TEXT:
+++++

I got to work this morning to find this email…(very paraphrased since I don’t have it in front of me)
“I called last night at 6:58 and asked what time you closed, the person who answered told me that your closing time was 7pm. I told her that I only needed one thing and that I would be there in 5 minutes and asked if she could stay open a few minutes late. She sounded annoyed and told me it’s store policy to close at 7 and that the only way I could get what I needed was if I could get there in the next 2 minutes”
The rest of the email is irrelevant. I checked my caller ID from last night and that is when she called. I know exactly who she talked to because this person just has an “I’m annoyed” sounding voice…even when she’s not annoyed and I talked to someone else who heard the phone call that verified (from our end) that appears to have been how the conversation went (the person on the phone didn’t work today). My employee also told her that if someone else was still shopping the door would likely still be unlocked, but if the store is empty at 7 it gets locked.
So, my reply (again, paraphrased) was the following.
“We’re very sorry for the inconvenience, but for safety and security reasons it is our policy to lock the doors at 7:00 (on weekdays) and we don’t allow our employees and leeway to make judgment calls on that. If you’d like to send me your address, we’d be happy to send you a gift card for your troubles.”
I thought that seemed fair and figured that would be the end of it. A little while later I got another email from her…
She thanked me for the response, declined the gift card and said she just wanted to be heard but “Can’t believe we couldn’t help her. I can understand not staying open until 10 after but I was only going to be there 3 minutes past closing time”
At this point, I felt I had three options.
1)Ignore the email and assume ‘she’s been heard’
2)reply stating exactly what I said the first time
3)reply with the following
“Like I said, it’s our policy to close at 7 and has been for the 19 years that I’ve been working there. We do this for safety reasons as many businesses in our area have been robbed after closing time and we don’t want to assume that liability. Also, the problem is, if we stay open until 7:03 for you, what about the person that’s banging on the window at 7:05 or the person that calls at 7:08 and says they’ll be there in 5 minutes because they’re right up the street? We have to draw the line somewhere and we feel the fairest thing for everyone is to draw that line at our posted closing time. etc blah blah blah”

+++++

DIRECTIVES:
**1.** According to the closing-time post, how many years has the writer been working at the store?
**2.** Reproduce the closing-time post word for word, starting with "I thought that" and going on through "had three options.".
**3.** Continue the closing-time post from its final sentence.

Records from a dataset
+++++

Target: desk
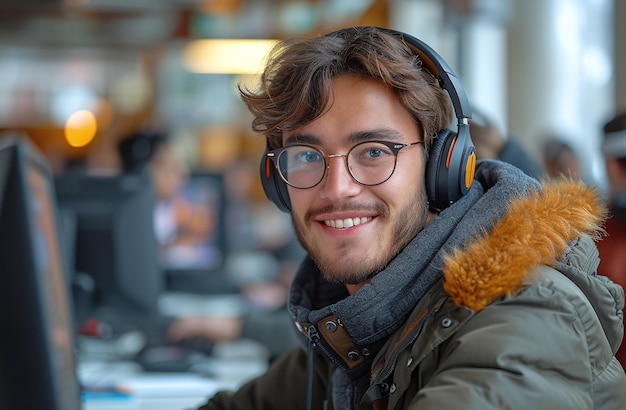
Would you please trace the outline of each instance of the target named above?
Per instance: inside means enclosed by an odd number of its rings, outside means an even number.
[[[220,390],[234,390],[267,369],[267,353],[256,342],[216,344],[201,368],[186,373],[147,373],[131,361],[83,358],[78,376],[83,385],[115,387],[129,394],[88,395],[84,410],[195,409]]]
[[[197,296],[164,294],[160,310],[167,316],[198,314],[239,315],[245,312],[235,295]],[[130,338],[132,339],[132,338]],[[132,345],[130,339],[125,345]],[[89,343],[89,342],[88,342]],[[112,351],[113,350],[113,351]],[[97,393],[86,396],[84,410],[188,410],[196,409],[220,390],[235,390],[267,369],[267,349],[252,340],[217,343],[194,371],[148,373],[135,362],[119,359],[119,346],[95,342],[83,346],[78,377],[91,388],[116,388],[129,394]]]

+++++

RESPONSES:
**1.** 19 years.

**2.**
I thought that seemed fair and figured that would be the end of it. A little while later I got another email from her…
She thanked me for the response, declined the gift card and said she just wanted to be heard but “Can’t believe we couldn’t help her. I can understand not staying open until 10 after but I was only going to be there 3 minutes past closing time”
At this point, I felt I had three options.

**3.**
I sent out reply 3 and felt it might have been a bit snarky but I wasn’t sure what else to do. I didn’t want to just ignore her but how do you explain to someone that says “I understand that you can’t stay open until 7:10 but I was going to be there at 7:03” This is a person that clearly understands that a line has to be drawn, but wants it to be drawn where it’s convenient to them.
I think you played it about right. This customer just wanted what she wanted, and her need to buy something at 7:03 was the most important thing to her at the time, and she wasn’t seeing the downside. I think you did a good job of explaining why this doesn’t work for your business.
Roddy
Yeah, good for you…sucks for me. Problem is, she may, in general be a great customer and I might not want to lose her over this. When the boss told me to send her a gift card I looked at him and said “We should send her $5 because she was running late?” But hey, she declined it. I think she just needed to vent. If she writes back, depending on her tone, she might get my world famous “What would you like me to do?” question.
But yeah, write an email/complaint to most companies and they’ll send you coupons for more product you complained about.
I might have wrote something like, “I understand your frustration, and I will talk to our employees so they can better explain the reasons why we just aren’t able to accept customers after our designated closing time. I appreciate that you have taken the time to raise this issue to my attention, and I hope you will continue to shop at The Chain Gang’s Bondage and Adult Toy Emporium.”
As in, not really argue or defend the policy, just assure the customer that they were heard.
I don’t think you did anything wrong but I personally wouldn’t have sent the second email. It sounded like she was content with your first response and just wanted to get in the last word, as annoying people often do. Writing her back a second time only invites her to continue the dialogue, which will only serve to drive both of you crazy.
I would have gone with option 1 and think it’s definitely the best choice. I don’t deal with a lot of customers personally but I often have to when it’s someone like this customer - just wants to keep complaining.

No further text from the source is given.